Saved entries

____

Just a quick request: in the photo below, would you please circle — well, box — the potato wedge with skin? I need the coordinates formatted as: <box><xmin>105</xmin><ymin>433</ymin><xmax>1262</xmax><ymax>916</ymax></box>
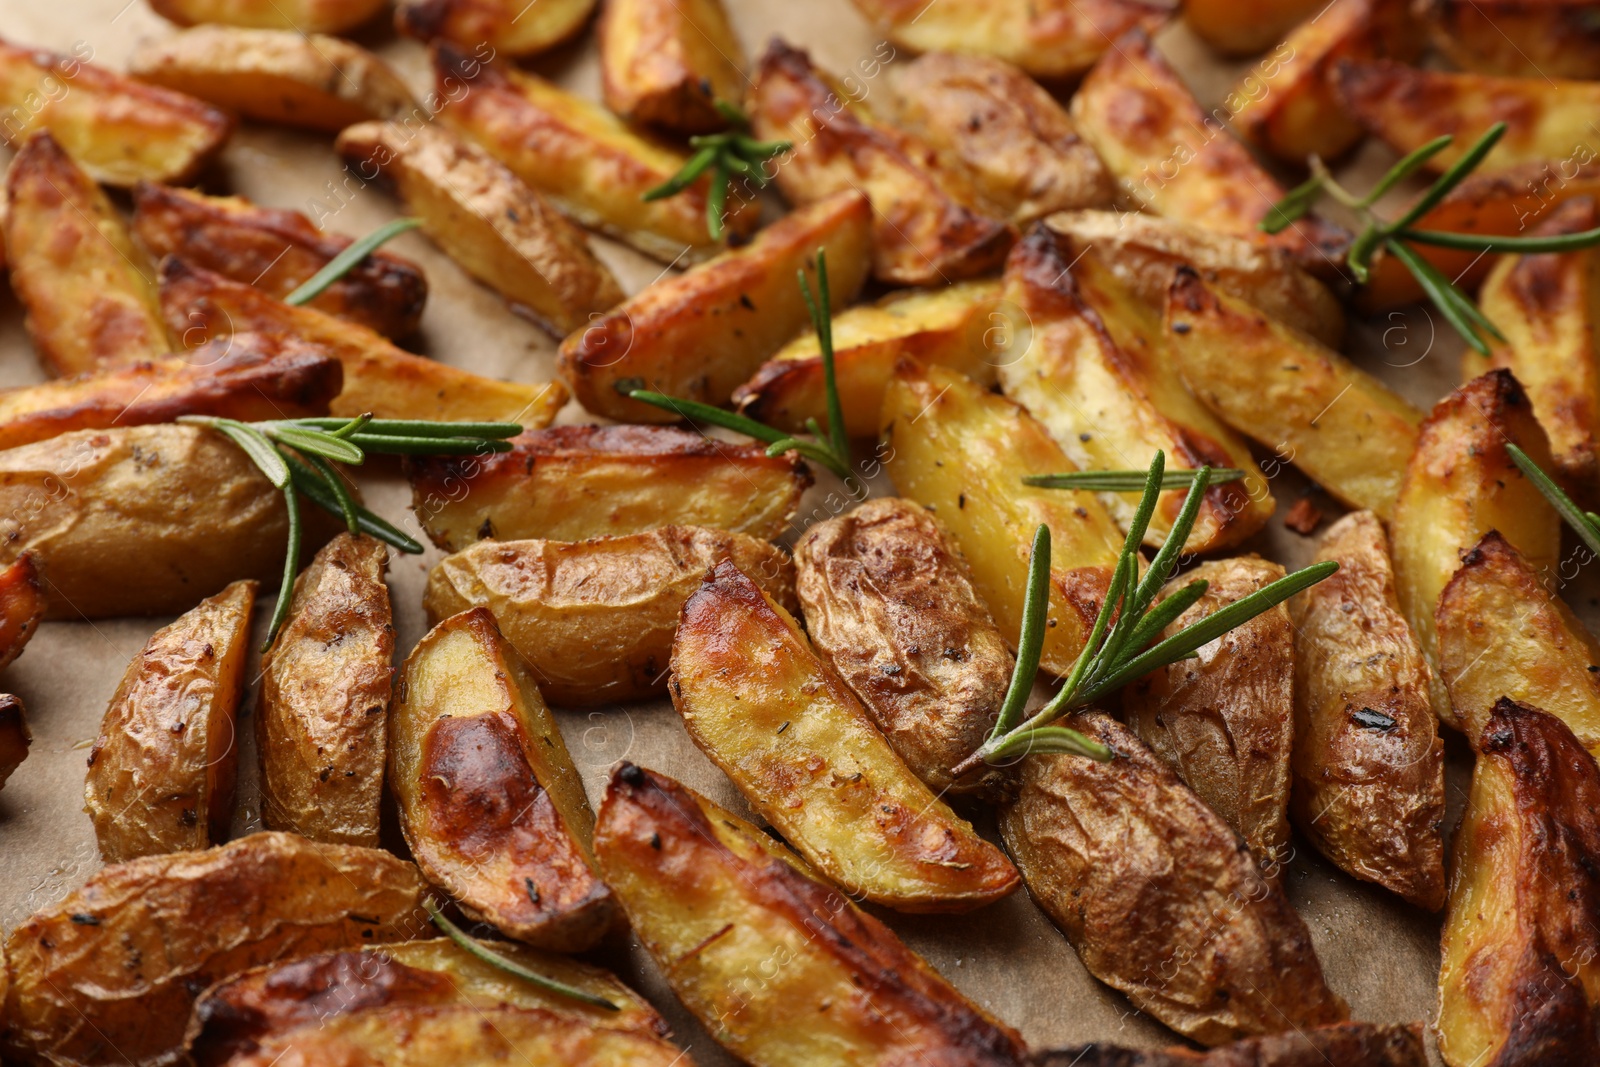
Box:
<box><xmin>881</xmin><ymin>361</ymin><xmax>1124</xmax><ymax>677</ymax></box>
<box><xmin>560</xmin><ymin>191</ymin><xmax>873</xmax><ymax>422</ymax></box>
<box><xmin>846</xmin><ymin>0</ymin><xmax>1166</xmax><ymax>81</ymax></box>
<box><xmin>1034</xmin><ymin>1023</ymin><xmax>1429</xmax><ymax>1066</ymax></box>
<box><xmin>998</xmin><ymin>225</ymin><xmax>1274</xmax><ymax>553</ymax></box>
<box><xmin>84</xmin><ymin>579</ymin><xmax>255</xmax><ymax>862</ymax></box>
<box><xmin>1392</xmin><ymin>370</ymin><xmax>1560</xmax><ymax>726</ymax></box>
<box><xmin>1438</xmin><ymin>700</ymin><xmax>1600</xmax><ymax>1067</ymax></box>
<box><xmin>149</xmin><ymin>0</ymin><xmax>386</xmax><ymax>32</ymax></box>
<box><xmin>397</xmin><ymin>0</ymin><xmax>596</xmax><ymax>58</ymax></box>
<box><xmin>407</xmin><ymin>425</ymin><xmax>810</xmax><ymax>551</ymax></box>
<box><xmin>1072</xmin><ymin>30</ymin><xmax>1349</xmax><ymax>275</ymax></box>
<box><xmin>392</xmin><ymin>608</ymin><xmax>614</xmax><ymax>950</ymax></box>
<box><xmin>1002</xmin><ymin>713</ymin><xmax>1348</xmax><ymax>1047</ymax></box>
<box><xmin>1290</xmin><ymin>511</ymin><xmax>1446</xmax><ymax>911</ymax></box>
<box><xmin>160</xmin><ymin>257</ymin><xmax>568</xmax><ymax>426</ymax></box>
<box><xmin>337</xmin><ymin>120</ymin><xmax>623</xmax><ymax>337</ymax></box>
<box><xmin>129</xmin><ymin>28</ymin><xmax>417</xmax><ymax>133</ymax></box>
<box><xmin>425</xmin><ymin>526</ymin><xmax>797</xmax><ymax>707</ymax></box>
<box><xmin>892</xmin><ymin>52</ymin><xmax>1113</xmax><ymax>225</ymax></box>
<box><xmin>749</xmin><ymin>41</ymin><xmax>1014</xmax><ymax>287</ymax></box>
<box><xmin>1165</xmin><ymin>268</ymin><xmax>1424</xmax><ymax>518</ymax></box>
<box><xmin>595</xmin><ymin>762</ymin><xmax>1028</xmax><ymax>1066</ymax></box>
<box><xmin>795</xmin><ymin>497</ymin><xmax>1013</xmax><ymax>797</ymax></box>
<box><xmin>598</xmin><ymin>0</ymin><xmax>745</xmax><ymax>135</ymax></box>
<box><xmin>1182</xmin><ymin>0</ymin><xmax>1323</xmax><ymax>56</ymax></box>
<box><xmin>0</xmin><ymin>694</ymin><xmax>29</xmax><ymax>792</ymax></box>
<box><xmin>4</xmin><ymin>132</ymin><xmax>168</xmax><ymax>378</ymax></box>
<box><xmin>258</xmin><ymin>534</ymin><xmax>391</xmax><ymax>848</ymax></box>
<box><xmin>436</xmin><ymin>44</ymin><xmax>756</xmax><ymax>263</ymax></box>
<box><xmin>734</xmin><ymin>279</ymin><xmax>1001</xmax><ymax>437</ymax></box>
<box><xmin>0</xmin><ymin>831</ymin><xmax>431</xmax><ymax>1067</ymax></box>
<box><xmin>0</xmin><ymin>38</ymin><xmax>231</xmax><ymax>187</ymax></box>
<box><xmin>671</xmin><ymin>559</ymin><xmax>1020</xmax><ymax>912</ymax></box>
<box><xmin>0</xmin><ymin>554</ymin><xmax>43</xmax><ymax>670</ymax></box>
<box><xmin>1423</xmin><ymin>0</ymin><xmax>1600</xmax><ymax>79</ymax></box>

____

Aim of the task —
Give the data again exactly as it appears, but without any images.

Exercise output —
Just a quick request: in the photo below, would you please circle — well, box — the potato wedge with skin? I need the coordinates formatted as: <box><xmin>105</xmin><ymin>433</ymin><xmax>1262</xmax><ymax>916</ymax></box>
Box:
<box><xmin>881</xmin><ymin>361</ymin><xmax>1124</xmax><ymax>677</ymax></box>
<box><xmin>560</xmin><ymin>191</ymin><xmax>873</xmax><ymax>422</ymax></box>
<box><xmin>846</xmin><ymin>0</ymin><xmax>1166</xmax><ymax>81</ymax></box>
<box><xmin>1034</xmin><ymin>1023</ymin><xmax>1429</xmax><ymax>1066</ymax></box>
<box><xmin>998</xmin><ymin>225</ymin><xmax>1274</xmax><ymax>553</ymax></box>
<box><xmin>84</xmin><ymin>579</ymin><xmax>255</xmax><ymax>862</ymax></box>
<box><xmin>1392</xmin><ymin>370</ymin><xmax>1560</xmax><ymax>726</ymax></box>
<box><xmin>1438</xmin><ymin>700</ymin><xmax>1600</xmax><ymax>1067</ymax></box>
<box><xmin>149</xmin><ymin>0</ymin><xmax>386</xmax><ymax>32</ymax></box>
<box><xmin>397</xmin><ymin>0</ymin><xmax>596</xmax><ymax>58</ymax></box>
<box><xmin>407</xmin><ymin>425</ymin><xmax>810</xmax><ymax>551</ymax></box>
<box><xmin>1072</xmin><ymin>30</ymin><xmax>1349</xmax><ymax>275</ymax></box>
<box><xmin>392</xmin><ymin>608</ymin><xmax>614</xmax><ymax>950</ymax></box>
<box><xmin>1002</xmin><ymin>713</ymin><xmax>1348</xmax><ymax>1047</ymax></box>
<box><xmin>1290</xmin><ymin>511</ymin><xmax>1446</xmax><ymax>911</ymax></box>
<box><xmin>160</xmin><ymin>257</ymin><xmax>568</xmax><ymax>426</ymax></box>
<box><xmin>337</xmin><ymin>120</ymin><xmax>623</xmax><ymax>337</ymax></box>
<box><xmin>129</xmin><ymin>28</ymin><xmax>417</xmax><ymax>133</ymax></box>
<box><xmin>425</xmin><ymin>526</ymin><xmax>797</xmax><ymax>707</ymax></box>
<box><xmin>892</xmin><ymin>52</ymin><xmax>1113</xmax><ymax>225</ymax></box>
<box><xmin>749</xmin><ymin>41</ymin><xmax>1014</xmax><ymax>287</ymax></box>
<box><xmin>1165</xmin><ymin>268</ymin><xmax>1424</xmax><ymax>518</ymax></box>
<box><xmin>595</xmin><ymin>762</ymin><xmax>1028</xmax><ymax>1066</ymax></box>
<box><xmin>795</xmin><ymin>497</ymin><xmax>1013</xmax><ymax>797</ymax></box>
<box><xmin>598</xmin><ymin>0</ymin><xmax>745</xmax><ymax>135</ymax></box>
<box><xmin>1182</xmin><ymin>0</ymin><xmax>1323</xmax><ymax>56</ymax></box>
<box><xmin>0</xmin><ymin>694</ymin><xmax>29</xmax><ymax>792</ymax></box>
<box><xmin>4</xmin><ymin>132</ymin><xmax>168</xmax><ymax>378</ymax></box>
<box><xmin>258</xmin><ymin>534</ymin><xmax>391</xmax><ymax>848</ymax></box>
<box><xmin>436</xmin><ymin>44</ymin><xmax>756</xmax><ymax>263</ymax></box>
<box><xmin>734</xmin><ymin>279</ymin><xmax>1001</xmax><ymax>437</ymax></box>
<box><xmin>0</xmin><ymin>831</ymin><xmax>431</xmax><ymax>1067</ymax></box>
<box><xmin>0</xmin><ymin>38</ymin><xmax>231</xmax><ymax>187</ymax></box>
<box><xmin>671</xmin><ymin>559</ymin><xmax>1020</xmax><ymax>912</ymax></box>
<box><xmin>0</xmin><ymin>554</ymin><xmax>43</xmax><ymax>670</ymax></box>
<box><xmin>1423</xmin><ymin>0</ymin><xmax>1600</xmax><ymax>79</ymax></box>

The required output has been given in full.